• **SHORT PROBLEM**: Find the line containing "find the roof antenna". Reproduce it and every line after it up to the end of the records, exactly as written.

# start of EXCERPTED RECORDS

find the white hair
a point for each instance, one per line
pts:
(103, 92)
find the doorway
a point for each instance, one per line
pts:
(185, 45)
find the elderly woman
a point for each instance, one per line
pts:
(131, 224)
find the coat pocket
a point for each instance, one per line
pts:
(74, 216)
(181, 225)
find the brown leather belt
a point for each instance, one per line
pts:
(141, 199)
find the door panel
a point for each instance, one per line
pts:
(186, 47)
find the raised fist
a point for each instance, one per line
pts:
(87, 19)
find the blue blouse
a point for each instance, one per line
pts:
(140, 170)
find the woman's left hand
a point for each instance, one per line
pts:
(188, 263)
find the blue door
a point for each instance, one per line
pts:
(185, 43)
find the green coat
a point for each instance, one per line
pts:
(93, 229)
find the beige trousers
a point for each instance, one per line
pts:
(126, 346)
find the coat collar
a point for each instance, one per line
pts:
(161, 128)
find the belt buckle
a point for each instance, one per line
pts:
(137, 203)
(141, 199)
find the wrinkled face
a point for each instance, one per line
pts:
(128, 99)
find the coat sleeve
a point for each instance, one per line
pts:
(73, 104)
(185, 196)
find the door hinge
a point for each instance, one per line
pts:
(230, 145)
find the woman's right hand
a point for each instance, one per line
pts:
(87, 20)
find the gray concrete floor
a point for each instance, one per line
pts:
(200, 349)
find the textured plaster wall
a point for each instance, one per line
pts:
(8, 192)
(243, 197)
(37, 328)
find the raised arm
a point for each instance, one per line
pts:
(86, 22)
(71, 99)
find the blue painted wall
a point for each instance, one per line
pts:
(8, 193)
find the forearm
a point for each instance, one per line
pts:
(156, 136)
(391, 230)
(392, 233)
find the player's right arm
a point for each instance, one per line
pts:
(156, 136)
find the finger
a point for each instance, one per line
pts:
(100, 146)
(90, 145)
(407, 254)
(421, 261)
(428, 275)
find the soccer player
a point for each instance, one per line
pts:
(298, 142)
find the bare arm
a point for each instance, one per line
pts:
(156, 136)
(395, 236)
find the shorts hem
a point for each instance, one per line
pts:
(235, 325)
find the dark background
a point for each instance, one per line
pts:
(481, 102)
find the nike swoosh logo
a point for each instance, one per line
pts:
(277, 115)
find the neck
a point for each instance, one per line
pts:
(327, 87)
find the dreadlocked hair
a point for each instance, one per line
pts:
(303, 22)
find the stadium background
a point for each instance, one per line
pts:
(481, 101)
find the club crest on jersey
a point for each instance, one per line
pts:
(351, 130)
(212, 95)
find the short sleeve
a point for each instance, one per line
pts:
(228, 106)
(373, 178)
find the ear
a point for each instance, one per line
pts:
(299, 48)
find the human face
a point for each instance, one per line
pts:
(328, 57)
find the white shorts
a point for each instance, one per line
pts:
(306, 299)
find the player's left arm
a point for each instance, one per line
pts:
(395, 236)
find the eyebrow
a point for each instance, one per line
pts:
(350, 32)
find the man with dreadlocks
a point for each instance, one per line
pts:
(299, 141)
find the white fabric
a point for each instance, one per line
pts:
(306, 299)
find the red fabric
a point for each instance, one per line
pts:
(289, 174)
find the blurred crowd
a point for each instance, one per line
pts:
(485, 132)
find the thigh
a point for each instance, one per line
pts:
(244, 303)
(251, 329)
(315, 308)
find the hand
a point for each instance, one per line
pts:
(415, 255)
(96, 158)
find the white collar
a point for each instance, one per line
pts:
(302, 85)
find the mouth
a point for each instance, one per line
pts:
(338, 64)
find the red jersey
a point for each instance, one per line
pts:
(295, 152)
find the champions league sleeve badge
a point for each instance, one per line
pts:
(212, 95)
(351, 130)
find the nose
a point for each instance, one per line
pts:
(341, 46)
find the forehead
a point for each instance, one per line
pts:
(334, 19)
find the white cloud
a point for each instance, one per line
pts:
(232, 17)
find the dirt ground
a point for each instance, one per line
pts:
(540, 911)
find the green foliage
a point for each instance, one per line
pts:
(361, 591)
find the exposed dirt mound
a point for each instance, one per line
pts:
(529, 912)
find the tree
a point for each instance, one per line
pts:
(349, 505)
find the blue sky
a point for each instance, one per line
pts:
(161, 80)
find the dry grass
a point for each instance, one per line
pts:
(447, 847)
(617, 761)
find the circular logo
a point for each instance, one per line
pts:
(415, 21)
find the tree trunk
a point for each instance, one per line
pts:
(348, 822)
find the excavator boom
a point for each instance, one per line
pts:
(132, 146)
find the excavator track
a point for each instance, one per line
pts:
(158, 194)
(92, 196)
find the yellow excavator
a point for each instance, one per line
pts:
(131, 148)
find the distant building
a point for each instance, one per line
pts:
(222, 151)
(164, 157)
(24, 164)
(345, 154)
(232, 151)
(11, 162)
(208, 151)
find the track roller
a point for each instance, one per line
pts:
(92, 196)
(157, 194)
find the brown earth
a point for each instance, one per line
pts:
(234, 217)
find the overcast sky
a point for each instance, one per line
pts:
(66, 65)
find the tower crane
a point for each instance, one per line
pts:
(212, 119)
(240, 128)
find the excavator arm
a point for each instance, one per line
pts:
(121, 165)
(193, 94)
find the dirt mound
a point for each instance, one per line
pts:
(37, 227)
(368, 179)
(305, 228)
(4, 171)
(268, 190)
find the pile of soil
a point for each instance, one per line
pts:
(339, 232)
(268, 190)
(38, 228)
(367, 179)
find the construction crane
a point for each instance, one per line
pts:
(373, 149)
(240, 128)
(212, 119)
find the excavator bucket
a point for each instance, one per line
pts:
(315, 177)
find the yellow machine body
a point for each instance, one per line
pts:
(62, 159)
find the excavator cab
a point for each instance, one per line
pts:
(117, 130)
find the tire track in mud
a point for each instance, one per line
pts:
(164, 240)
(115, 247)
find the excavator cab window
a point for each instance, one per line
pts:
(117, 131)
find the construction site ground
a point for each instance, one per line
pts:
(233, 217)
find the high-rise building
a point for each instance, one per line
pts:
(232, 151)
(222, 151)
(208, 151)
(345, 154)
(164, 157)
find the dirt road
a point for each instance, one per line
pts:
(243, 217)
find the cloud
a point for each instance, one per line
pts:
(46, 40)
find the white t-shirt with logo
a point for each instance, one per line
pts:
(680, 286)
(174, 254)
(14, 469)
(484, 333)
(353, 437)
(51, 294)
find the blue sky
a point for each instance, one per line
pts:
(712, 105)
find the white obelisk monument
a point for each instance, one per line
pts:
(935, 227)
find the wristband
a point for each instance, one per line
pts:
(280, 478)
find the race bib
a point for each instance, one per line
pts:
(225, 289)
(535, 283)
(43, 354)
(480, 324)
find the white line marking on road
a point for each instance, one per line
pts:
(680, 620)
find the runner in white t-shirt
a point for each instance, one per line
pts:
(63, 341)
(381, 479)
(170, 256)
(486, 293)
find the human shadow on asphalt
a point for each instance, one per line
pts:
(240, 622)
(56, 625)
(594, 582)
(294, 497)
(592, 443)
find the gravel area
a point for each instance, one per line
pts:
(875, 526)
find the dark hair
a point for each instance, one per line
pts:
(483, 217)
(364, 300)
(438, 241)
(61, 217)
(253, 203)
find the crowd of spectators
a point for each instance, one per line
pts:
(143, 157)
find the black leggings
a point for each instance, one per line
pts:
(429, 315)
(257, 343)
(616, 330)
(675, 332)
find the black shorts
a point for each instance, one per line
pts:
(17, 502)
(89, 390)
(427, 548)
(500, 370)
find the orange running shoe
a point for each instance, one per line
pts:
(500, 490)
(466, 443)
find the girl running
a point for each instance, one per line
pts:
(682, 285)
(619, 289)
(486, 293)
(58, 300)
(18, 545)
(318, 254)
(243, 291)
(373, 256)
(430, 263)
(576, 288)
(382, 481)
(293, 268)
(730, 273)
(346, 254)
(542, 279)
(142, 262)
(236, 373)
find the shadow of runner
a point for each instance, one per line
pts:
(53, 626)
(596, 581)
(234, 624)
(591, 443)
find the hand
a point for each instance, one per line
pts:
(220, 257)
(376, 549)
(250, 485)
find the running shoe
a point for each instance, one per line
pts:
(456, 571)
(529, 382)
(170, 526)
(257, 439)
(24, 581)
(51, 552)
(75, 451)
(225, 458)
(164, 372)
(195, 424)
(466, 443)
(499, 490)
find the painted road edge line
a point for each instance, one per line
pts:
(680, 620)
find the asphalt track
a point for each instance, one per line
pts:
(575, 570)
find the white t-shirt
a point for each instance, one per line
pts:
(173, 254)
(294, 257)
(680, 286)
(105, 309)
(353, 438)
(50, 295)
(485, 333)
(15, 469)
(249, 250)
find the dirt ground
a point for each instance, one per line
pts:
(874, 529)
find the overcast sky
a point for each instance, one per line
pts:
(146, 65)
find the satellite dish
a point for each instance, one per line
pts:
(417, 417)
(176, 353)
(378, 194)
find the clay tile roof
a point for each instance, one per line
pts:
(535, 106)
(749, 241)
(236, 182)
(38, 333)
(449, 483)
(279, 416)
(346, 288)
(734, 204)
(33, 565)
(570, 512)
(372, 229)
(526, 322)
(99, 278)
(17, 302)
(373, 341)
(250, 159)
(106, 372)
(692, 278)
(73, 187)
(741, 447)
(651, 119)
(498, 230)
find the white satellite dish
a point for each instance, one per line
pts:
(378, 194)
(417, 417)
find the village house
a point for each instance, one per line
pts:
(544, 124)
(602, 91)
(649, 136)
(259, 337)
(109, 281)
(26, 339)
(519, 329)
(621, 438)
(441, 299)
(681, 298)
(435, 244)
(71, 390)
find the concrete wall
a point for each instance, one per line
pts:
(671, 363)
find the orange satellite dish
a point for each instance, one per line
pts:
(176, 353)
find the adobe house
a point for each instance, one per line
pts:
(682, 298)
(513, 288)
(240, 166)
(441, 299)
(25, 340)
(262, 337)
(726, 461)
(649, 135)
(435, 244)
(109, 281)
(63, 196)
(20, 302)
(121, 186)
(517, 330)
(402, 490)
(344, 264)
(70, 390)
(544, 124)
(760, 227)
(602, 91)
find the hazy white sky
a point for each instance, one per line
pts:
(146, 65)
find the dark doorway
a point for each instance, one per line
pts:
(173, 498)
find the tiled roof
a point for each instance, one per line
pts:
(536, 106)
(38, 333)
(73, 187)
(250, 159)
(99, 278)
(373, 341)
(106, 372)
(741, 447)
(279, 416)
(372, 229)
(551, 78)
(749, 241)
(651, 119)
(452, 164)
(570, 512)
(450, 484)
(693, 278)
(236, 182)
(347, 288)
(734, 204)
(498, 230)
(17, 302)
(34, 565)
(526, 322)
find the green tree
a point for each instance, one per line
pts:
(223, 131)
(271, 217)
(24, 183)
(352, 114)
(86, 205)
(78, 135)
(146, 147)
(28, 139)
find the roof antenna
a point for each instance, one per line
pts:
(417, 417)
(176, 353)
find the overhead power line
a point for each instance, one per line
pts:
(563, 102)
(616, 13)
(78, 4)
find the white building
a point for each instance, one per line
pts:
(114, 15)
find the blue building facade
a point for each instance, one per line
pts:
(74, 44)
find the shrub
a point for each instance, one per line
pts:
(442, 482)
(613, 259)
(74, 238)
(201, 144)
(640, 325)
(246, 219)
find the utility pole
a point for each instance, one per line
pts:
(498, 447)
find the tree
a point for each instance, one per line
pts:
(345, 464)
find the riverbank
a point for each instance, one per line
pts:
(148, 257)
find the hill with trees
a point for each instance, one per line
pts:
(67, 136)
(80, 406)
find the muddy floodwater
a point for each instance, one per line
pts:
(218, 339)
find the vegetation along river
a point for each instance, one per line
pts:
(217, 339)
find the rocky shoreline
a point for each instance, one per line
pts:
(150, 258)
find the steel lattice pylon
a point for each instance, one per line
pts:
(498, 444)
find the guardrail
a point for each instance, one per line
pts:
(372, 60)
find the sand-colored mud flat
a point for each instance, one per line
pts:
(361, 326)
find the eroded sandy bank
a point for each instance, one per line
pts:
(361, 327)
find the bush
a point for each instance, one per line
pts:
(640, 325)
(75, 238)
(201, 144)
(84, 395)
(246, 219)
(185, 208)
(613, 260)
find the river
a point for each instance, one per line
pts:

# end of EXCERPTED RECORDS

• **COMPLETED EXERCISE**:
find the roof antenna
a point for each instance, one per line
pts:
(417, 417)
(176, 353)
find the overhead power line
a point for each instance, one per line
pts:
(563, 102)
(616, 13)
(78, 4)
find the white building
a point for each instance, one per line
pts:
(114, 15)
find the blue building facade
a point for each instance, one per line
pts:
(74, 44)
find the shrub
a point for each instance, one per line
pts:
(442, 482)
(613, 259)
(74, 238)
(201, 144)
(640, 325)
(246, 219)
find the utility pole
a point for each instance, one per line
pts:
(498, 447)
find the tree
a point for each instance, one per line
pts:
(345, 464)
find the riverbank
a point for each instance, one per line
pts:
(148, 257)
find the hill with trees
a point for each instance, one per line
pts:
(67, 136)
(80, 406)
find the muddy floodwater
a point for each instance, one per line
pts:
(218, 339)
find the vegetation along river
a point for each instance, one per line
pts:
(217, 339)
find the rocky shoreline
a point for each instance, one per line
pts:
(150, 258)
find the steel lattice pylon
a point for each instance, one per line
pts:
(498, 444)
find the guardrail
a point for each instance, one per line
pts:
(372, 60)
find the sand-colored mud flat
a point for each instance, one per line
pts:
(361, 326)
find the eroded sandy bank
a point for each instance, one per line
pts:
(361, 327)
find the bush
a point for each instance, one per line
pts:
(640, 325)
(75, 238)
(201, 144)
(84, 395)
(246, 219)
(185, 208)
(613, 260)
find the river
a point for each instance, one per line
pts:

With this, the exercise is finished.